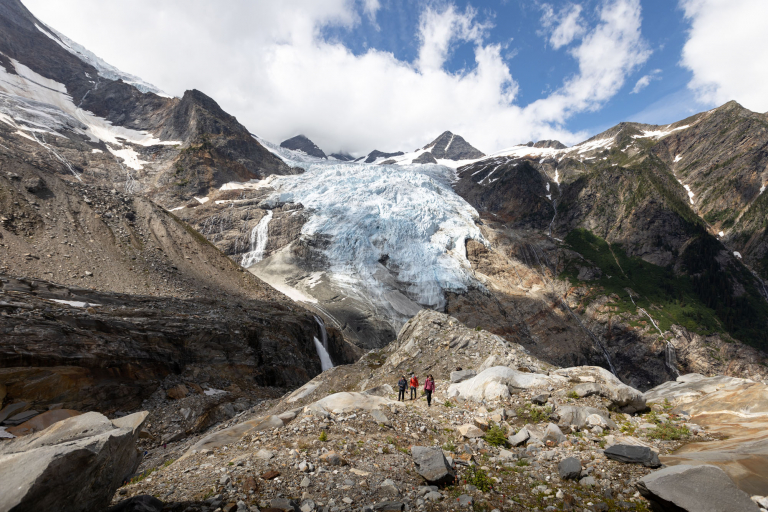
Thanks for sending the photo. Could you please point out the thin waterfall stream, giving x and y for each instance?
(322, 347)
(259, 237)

==

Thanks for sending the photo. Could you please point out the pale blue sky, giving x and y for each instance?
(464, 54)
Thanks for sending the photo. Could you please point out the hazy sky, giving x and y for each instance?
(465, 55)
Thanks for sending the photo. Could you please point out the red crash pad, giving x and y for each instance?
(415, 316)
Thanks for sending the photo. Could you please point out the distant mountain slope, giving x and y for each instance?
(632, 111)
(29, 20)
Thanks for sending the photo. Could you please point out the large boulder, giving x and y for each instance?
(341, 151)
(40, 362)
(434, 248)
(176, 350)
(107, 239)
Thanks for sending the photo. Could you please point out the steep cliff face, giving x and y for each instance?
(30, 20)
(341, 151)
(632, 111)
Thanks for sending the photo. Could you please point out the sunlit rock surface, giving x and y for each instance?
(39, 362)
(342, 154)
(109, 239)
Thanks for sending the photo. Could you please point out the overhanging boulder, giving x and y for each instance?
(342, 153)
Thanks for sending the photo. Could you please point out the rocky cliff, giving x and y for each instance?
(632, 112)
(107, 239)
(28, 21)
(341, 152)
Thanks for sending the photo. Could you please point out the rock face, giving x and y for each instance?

---

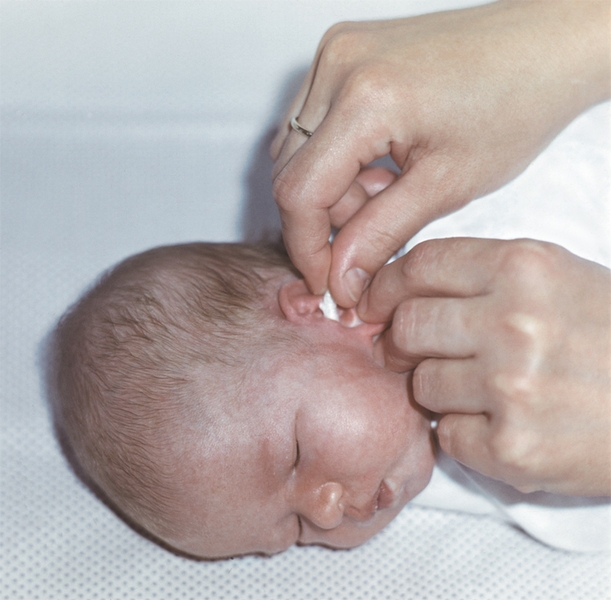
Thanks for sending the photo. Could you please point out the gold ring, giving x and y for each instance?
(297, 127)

• REQUIRED WORK
Return every line of the records that contains the string "cliff", treating uppercase and lowercase letters as different.

• OUTPUT BELOW
Thanks for sending the photo. Could you please point out the steep cliff face, giving x and y for each instance?
Thanks for sending the photo. Could you please point out the rocky cliff, giving x and y for each instance?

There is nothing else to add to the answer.